Source records:

>>

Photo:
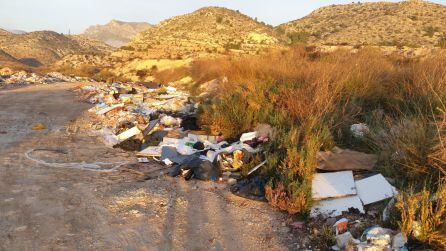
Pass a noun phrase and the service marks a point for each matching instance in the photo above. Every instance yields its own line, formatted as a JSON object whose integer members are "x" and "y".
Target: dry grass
{"x": 311, "y": 100}
{"x": 422, "y": 214}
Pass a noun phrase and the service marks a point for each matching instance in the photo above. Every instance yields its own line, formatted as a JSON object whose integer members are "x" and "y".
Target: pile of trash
{"x": 159, "y": 122}
{"x": 27, "y": 78}
{"x": 373, "y": 238}
{"x": 345, "y": 184}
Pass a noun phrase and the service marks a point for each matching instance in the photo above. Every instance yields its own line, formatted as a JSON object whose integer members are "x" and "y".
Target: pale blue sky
{"x": 77, "y": 15}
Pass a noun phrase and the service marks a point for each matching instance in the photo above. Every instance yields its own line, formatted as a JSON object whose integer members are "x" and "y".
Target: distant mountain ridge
{"x": 45, "y": 47}
{"x": 116, "y": 33}
{"x": 208, "y": 30}
{"x": 413, "y": 23}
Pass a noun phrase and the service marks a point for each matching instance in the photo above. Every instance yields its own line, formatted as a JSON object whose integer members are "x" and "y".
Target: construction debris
{"x": 160, "y": 123}
{"x": 373, "y": 189}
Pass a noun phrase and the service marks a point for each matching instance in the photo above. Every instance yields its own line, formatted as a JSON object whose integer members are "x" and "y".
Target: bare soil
{"x": 55, "y": 208}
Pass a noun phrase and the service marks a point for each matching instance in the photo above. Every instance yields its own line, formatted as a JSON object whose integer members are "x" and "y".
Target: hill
{"x": 206, "y": 31}
{"x": 44, "y": 47}
{"x": 116, "y": 33}
{"x": 413, "y": 23}
{"x": 7, "y": 60}
{"x": 4, "y": 32}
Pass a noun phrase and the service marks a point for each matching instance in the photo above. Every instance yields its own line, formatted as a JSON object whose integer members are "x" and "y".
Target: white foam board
{"x": 335, "y": 207}
{"x": 373, "y": 189}
{"x": 151, "y": 151}
{"x": 129, "y": 133}
{"x": 333, "y": 185}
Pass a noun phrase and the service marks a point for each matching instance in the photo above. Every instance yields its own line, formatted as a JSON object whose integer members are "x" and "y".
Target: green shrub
{"x": 311, "y": 99}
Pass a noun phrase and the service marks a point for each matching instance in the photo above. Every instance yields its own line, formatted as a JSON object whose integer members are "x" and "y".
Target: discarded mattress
{"x": 335, "y": 207}
{"x": 333, "y": 185}
{"x": 375, "y": 188}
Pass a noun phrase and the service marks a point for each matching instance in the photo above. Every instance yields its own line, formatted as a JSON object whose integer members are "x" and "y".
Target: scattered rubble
{"x": 159, "y": 122}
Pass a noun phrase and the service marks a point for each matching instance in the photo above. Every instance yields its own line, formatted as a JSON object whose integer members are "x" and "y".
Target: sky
{"x": 76, "y": 15}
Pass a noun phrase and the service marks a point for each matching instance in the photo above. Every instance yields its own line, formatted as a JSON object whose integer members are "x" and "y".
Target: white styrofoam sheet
{"x": 333, "y": 185}
{"x": 151, "y": 151}
{"x": 335, "y": 207}
{"x": 373, "y": 189}
{"x": 129, "y": 133}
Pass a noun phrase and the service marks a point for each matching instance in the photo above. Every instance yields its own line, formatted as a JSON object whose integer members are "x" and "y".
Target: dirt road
{"x": 46, "y": 208}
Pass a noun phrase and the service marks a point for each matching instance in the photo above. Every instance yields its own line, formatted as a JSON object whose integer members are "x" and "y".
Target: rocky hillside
{"x": 413, "y": 23}
{"x": 206, "y": 31}
{"x": 4, "y": 32}
{"x": 116, "y": 33}
{"x": 45, "y": 47}
{"x": 7, "y": 60}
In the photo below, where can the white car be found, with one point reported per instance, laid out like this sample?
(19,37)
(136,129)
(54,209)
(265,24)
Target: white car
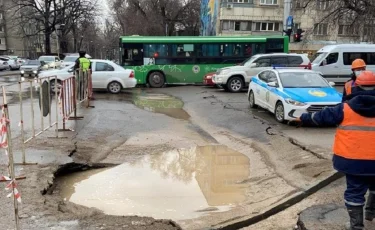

<<

• **WHAT IS REQUIRED**
Pictures omitted, give the entries again exactly.

• **ANSWER SECTION**
Photo:
Pass a noun phrase and the service marks a point for each matching instance in the photo above. Every instance yields its own line, formatted as a JSON object whose integer members are "x" and "y".
Target: dry grass
{"x": 311, "y": 100}
{"x": 422, "y": 214}
Pass a noun phrase and the service marks a point for each matching instance in the photo above. Every instance yields its own line, formatted as a JSON object whose integer members are "x" and "y".
Target: pile of trash
{"x": 159, "y": 122}
{"x": 27, "y": 78}
{"x": 373, "y": 238}
{"x": 345, "y": 184}
Pass a noun phrase and the service marks a point for each matching instance in the photo above. Every instance yields its own line, formatted as a JSON object whose integer members are "x" and "y".
Target: pale blue sky
{"x": 77, "y": 15}
Pass a noun phrase and the service marks a point for each matching instance in the photo above. Every instance yields its own line, formatted as a JSON object whose integer members are "x" and "y".
Target: distant mountain ridge
{"x": 45, "y": 47}
{"x": 116, "y": 33}
{"x": 208, "y": 30}
{"x": 413, "y": 23}
Pass a noun phrase and the service marks a point for each matching instance in the photo above. Every instance yields its own line, formatted as a JSON object whose integer members are "x" and "y".
Target: construction debris
{"x": 160, "y": 123}
{"x": 373, "y": 189}
Pass a noun phrase and the service marks a point for each matching instance in the photo above. Every instance yields its own line, formatted as a JSON object whose integer members are "x" and "y".
Target: bare soil
{"x": 55, "y": 208}
Pass a noun phrase and the service marks a point for each matching instance in the photo above. Every instance yields its own line, formatted as a JSON object whose integer members are "x" and "y".
Target: hill
{"x": 206, "y": 31}
{"x": 44, "y": 47}
{"x": 116, "y": 33}
{"x": 413, "y": 23}
{"x": 7, "y": 60}
{"x": 4, "y": 32}
Pass a noun phrase and the service marks a point for each matching instance in the photo above. Every instance yields its own line, formatted as a JSON object whose integer members are "x" and "y".
Target: white foam board
{"x": 335, "y": 207}
{"x": 373, "y": 189}
{"x": 151, "y": 151}
{"x": 129, "y": 133}
{"x": 333, "y": 185}
Pass a noun phrase and the service marks a point for each matching instance in the photo above. Every instance yields its own line, formatted as a JSON object whose integer members are "x" and "y".
Target: green shrub
{"x": 311, "y": 99}
Pass a noun phrase and the service marks a point for each matching instance in the photo above. Every instance yields its own line, formatted as a JSON object whose integer members are "x" and "y".
Target: discarded mattress
{"x": 335, "y": 207}
{"x": 333, "y": 185}
{"x": 375, "y": 188}
Pass a noun phrase and the service marks a point for each matching instance in the photo above. Every instance yields its own line, formatted as a JSON object whose integer members are "x" and "y".
Target: scattered rubble
{"x": 159, "y": 122}
Pass a noun phrase and the service marks a point for each matching instance in the photo above. Every instance yields its own line, formatted as a JSON object whose integer members are "x" and "y".
Target: sky
{"x": 76, "y": 15}
Pass a noun phrase and the service marks a point for each matching instance in the photo above. Every instance yields its own line, formatted as a JSON object whose integer members are "x" and "y".
Target: white styrofoam sheet
{"x": 333, "y": 185}
{"x": 151, "y": 151}
{"x": 335, "y": 207}
{"x": 373, "y": 189}
{"x": 129, "y": 133}
Pass a noun phrase and the service marks a point for each matching instance in the photo above. Every instance yields its own line, formatted as a JSON object whose integer members are "x" and "y".
Target: dirt road
{"x": 46, "y": 208}
Pass a noun phrase and the service marks a point for each matching instance in the photo above. Every instance yields its own line, formatted as a JSON object whose integer members are "x" and "y".
Target: rocky hillside
{"x": 413, "y": 23}
{"x": 206, "y": 31}
{"x": 4, "y": 32}
{"x": 116, "y": 33}
{"x": 45, "y": 47}
{"x": 7, "y": 60}
In the photo below, where can the white car be found, with one point reported per instance, laid out like this sample?
(19,37)
(136,129)
(54,209)
(265,24)
Target: white car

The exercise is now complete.